# [PROBLEM]
Repeat the lines of the listing below, from the line with "of the dark" up to and including the line with "pixel 353 29".

(Entries from a pointing dataset)
------------------------
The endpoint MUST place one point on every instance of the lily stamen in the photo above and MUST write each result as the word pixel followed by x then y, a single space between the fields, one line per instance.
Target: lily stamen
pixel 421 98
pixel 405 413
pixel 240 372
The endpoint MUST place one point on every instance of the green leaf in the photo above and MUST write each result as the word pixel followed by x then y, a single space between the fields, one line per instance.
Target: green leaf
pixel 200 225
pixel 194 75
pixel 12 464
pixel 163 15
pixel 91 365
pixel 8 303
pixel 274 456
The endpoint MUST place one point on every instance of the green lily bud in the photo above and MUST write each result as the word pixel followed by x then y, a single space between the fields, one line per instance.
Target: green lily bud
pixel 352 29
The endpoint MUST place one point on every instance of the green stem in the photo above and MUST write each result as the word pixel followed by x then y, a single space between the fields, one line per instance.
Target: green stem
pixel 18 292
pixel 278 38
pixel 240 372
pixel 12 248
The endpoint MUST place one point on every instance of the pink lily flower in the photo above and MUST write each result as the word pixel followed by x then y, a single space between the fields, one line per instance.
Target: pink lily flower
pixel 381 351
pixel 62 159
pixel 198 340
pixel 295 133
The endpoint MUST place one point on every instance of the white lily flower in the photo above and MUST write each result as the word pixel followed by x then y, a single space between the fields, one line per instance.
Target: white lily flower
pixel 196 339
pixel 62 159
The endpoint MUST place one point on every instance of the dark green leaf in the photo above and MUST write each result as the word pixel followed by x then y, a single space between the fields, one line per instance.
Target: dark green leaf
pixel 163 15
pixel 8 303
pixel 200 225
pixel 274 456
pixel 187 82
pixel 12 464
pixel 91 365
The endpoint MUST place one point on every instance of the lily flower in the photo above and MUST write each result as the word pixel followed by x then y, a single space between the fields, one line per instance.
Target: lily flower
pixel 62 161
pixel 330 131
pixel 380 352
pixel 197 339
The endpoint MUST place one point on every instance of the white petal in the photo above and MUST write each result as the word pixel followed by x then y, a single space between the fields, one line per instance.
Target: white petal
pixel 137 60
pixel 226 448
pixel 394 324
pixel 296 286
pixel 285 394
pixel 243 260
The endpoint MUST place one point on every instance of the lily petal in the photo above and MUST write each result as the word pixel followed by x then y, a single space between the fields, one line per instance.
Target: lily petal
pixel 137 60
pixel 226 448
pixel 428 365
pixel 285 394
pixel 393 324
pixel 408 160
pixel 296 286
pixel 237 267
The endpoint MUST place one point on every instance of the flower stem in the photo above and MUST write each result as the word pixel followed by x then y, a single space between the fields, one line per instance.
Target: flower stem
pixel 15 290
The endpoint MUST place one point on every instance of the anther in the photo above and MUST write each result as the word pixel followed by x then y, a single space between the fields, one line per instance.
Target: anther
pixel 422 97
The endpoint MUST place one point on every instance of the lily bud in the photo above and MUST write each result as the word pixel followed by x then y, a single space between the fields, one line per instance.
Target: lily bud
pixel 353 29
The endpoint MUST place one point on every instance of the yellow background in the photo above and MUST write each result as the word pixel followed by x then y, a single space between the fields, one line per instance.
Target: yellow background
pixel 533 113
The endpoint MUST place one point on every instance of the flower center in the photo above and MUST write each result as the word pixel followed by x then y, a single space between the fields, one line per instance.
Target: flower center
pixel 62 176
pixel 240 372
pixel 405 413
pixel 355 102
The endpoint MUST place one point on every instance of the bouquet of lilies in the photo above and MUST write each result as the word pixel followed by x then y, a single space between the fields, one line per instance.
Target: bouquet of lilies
------------------------
# [FINAL ANSWER]
The endpoint MUST place one point on every instance of the dark green leaf in the photo above and MUST write each result as the word pixel followed by x then y, a single space between the fields, one line per instance.
Target: dark green leaf
pixel 163 15
pixel 8 303
pixel 200 225
pixel 274 456
pixel 187 82
pixel 12 464
pixel 91 365
The endpoint MUST place one point on every instance of the lily flower in the photo above and MUST write each result as the word pixel followed by x then y, a single space between the fields, one line per instance.
Target: lily flower
pixel 62 161
pixel 330 131
pixel 380 352
pixel 197 339
The endpoint MUST place one point on every instance of the white petal in the photo above and MUST write each result as the word pixel followed by x then y, a single space between the fields, one line per instance.
Target: white petal
pixel 137 60
pixel 226 448
pixel 394 324
pixel 296 286
pixel 285 394
pixel 243 260
The endpoint MUST place one point on every instance of the lily petal in the photo above and MUST write each result as the word pixel followed by x then y, a single space between the fields, one line per instance.
Target: lily petal
pixel 137 60
pixel 226 448
pixel 428 365
pixel 285 394
pixel 393 324
pixel 408 160
pixel 296 286
pixel 237 267
The endpoint MUST place one point on every instance of the flower stem in the photo above and MUST write each result as the word pixel followed by x then y, a single space between the fields, one line per instance.
Target: flower stem
pixel 15 290
The endpoint MUST place one point on every instance of the anther in the photo above and MUST write each result as the word pixel followed by x then y, a single space between the fields, one line per instance.
Target: anther
pixel 422 97
The endpoint MUST place one point on every instance of the lily bud in the photo above and MUST write each result as the word pixel followed by x then y, a single space between the fields, one line per instance.
Target: lily bud
pixel 353 29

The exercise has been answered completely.